WRITTEN REQUEST
Rewrite the stretch of the records below from the line containing "Would you be able to mark the bright" through the line containing "(1034, 750)", putting "out-of-focus" in place of "blurred" and leaving everything else as it is.

**********

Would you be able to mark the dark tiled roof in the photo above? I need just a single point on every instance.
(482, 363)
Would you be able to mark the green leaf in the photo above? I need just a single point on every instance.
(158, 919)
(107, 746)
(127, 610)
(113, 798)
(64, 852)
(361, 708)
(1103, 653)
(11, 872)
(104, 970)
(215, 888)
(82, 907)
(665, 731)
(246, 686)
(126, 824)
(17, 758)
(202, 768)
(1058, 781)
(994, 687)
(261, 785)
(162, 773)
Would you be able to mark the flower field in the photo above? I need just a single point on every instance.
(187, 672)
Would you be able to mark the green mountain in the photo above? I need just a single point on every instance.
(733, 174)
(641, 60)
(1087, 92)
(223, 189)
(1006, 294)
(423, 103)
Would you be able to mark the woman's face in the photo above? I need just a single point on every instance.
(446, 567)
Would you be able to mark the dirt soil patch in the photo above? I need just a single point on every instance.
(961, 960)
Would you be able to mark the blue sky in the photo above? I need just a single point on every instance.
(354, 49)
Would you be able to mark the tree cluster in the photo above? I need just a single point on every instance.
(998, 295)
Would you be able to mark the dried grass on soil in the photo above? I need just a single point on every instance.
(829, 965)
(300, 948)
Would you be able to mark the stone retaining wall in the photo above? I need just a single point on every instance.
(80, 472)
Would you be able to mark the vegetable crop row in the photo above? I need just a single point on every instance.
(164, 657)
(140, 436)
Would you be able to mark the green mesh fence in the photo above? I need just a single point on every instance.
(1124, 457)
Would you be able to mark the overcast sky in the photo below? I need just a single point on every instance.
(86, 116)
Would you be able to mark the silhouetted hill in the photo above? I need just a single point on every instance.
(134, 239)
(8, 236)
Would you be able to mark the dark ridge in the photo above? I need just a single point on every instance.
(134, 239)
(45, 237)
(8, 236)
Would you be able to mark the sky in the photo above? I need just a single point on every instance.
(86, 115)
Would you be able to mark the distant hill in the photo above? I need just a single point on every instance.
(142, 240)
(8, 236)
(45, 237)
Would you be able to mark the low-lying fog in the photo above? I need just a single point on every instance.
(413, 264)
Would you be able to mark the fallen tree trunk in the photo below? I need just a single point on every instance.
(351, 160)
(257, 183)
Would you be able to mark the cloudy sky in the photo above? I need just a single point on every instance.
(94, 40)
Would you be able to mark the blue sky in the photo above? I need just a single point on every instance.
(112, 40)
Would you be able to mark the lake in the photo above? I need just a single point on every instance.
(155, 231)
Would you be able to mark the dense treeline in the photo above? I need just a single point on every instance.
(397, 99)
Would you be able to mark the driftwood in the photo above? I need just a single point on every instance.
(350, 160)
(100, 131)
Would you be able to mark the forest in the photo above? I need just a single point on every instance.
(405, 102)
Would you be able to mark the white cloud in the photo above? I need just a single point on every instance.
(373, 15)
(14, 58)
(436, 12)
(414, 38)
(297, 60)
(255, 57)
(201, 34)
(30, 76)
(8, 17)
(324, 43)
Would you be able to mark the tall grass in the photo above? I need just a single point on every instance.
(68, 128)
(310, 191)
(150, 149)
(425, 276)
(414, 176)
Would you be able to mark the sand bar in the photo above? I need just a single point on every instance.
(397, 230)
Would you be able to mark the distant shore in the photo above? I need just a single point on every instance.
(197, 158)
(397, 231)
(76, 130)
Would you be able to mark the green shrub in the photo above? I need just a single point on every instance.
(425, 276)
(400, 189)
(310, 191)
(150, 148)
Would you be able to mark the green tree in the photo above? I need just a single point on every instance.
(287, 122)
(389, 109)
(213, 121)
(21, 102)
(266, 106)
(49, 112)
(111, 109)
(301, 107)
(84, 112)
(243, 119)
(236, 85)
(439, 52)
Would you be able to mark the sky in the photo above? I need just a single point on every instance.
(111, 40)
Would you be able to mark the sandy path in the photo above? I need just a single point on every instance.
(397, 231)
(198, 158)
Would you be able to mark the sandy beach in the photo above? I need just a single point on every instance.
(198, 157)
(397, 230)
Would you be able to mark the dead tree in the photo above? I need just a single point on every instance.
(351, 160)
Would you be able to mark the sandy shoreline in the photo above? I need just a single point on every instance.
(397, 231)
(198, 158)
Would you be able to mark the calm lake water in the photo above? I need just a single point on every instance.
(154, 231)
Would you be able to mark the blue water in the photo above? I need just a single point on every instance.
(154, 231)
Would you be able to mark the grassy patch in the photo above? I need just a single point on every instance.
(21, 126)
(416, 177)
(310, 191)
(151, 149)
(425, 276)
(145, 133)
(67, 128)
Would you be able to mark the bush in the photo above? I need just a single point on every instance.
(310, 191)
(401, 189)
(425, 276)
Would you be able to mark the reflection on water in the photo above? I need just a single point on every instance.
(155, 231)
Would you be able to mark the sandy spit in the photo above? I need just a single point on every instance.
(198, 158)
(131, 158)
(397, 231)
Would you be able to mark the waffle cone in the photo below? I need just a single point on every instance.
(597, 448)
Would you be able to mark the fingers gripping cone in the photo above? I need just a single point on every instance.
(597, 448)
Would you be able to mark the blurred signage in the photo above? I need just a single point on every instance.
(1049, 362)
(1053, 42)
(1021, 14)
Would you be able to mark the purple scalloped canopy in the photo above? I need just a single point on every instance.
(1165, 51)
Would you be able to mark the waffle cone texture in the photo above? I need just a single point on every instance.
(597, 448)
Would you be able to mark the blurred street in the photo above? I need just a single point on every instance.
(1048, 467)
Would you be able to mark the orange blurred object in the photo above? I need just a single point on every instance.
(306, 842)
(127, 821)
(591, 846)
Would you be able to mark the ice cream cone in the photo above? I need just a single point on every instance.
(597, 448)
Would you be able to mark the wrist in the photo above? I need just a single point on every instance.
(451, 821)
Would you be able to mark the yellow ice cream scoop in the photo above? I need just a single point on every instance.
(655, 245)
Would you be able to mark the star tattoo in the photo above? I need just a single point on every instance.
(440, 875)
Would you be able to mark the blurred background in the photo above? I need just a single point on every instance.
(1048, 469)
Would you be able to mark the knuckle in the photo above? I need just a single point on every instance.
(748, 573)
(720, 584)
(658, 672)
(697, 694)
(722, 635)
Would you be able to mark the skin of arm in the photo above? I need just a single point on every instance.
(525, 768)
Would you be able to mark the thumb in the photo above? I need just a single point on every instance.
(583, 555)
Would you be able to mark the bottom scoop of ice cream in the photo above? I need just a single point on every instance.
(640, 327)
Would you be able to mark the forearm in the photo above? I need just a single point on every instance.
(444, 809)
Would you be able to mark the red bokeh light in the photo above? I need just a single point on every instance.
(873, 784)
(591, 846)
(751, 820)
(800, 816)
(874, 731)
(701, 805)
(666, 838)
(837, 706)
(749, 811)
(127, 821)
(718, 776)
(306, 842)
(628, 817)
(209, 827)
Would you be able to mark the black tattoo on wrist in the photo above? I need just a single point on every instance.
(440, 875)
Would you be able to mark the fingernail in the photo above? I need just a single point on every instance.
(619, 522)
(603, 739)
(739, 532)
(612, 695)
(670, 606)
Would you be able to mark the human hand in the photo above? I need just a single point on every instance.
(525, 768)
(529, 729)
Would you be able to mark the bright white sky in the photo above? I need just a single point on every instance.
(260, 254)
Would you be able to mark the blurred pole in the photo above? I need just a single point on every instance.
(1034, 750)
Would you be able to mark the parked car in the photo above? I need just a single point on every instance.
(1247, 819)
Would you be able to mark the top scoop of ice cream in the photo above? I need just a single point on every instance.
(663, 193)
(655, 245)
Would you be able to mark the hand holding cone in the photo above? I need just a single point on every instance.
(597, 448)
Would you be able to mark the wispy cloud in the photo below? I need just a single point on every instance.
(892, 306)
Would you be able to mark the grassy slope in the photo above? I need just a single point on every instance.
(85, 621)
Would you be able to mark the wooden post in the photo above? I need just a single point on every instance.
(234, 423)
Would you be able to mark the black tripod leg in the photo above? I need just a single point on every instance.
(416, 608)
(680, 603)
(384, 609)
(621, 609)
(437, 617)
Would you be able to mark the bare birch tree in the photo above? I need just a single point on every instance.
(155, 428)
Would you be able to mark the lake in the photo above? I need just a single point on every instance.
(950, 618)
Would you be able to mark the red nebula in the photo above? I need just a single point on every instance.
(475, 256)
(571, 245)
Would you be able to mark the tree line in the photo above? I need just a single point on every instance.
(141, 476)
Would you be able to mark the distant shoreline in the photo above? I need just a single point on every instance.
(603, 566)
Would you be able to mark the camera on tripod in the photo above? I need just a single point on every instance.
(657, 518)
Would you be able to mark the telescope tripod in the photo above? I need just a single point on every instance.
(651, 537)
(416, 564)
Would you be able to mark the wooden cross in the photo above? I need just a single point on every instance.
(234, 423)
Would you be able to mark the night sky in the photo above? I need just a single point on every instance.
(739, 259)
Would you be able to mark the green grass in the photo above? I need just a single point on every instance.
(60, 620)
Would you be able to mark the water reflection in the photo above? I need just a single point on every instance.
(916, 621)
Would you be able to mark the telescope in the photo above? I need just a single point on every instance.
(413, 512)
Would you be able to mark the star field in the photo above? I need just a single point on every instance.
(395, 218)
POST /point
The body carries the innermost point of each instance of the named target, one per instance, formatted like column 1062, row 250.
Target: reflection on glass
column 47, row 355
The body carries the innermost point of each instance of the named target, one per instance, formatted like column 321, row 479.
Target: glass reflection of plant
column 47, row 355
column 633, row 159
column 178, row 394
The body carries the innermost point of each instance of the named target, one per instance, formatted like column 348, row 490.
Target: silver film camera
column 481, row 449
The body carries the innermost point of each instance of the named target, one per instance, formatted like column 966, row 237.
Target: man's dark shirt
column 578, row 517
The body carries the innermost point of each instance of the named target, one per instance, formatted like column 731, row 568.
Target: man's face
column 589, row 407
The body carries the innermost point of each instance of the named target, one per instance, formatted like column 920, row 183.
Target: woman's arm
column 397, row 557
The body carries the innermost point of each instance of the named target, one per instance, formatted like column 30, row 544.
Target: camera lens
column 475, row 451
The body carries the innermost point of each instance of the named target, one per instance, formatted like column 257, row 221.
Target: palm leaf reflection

**********

WRITTEN RESPONSE
Would you be able to mark the bright white sky in the photo above? I need just a single point on every instance.
(260, 254)
Would you be able to mark the out-of-focus pole in the photo above? I need just a single point on every instance.
(1034, 750)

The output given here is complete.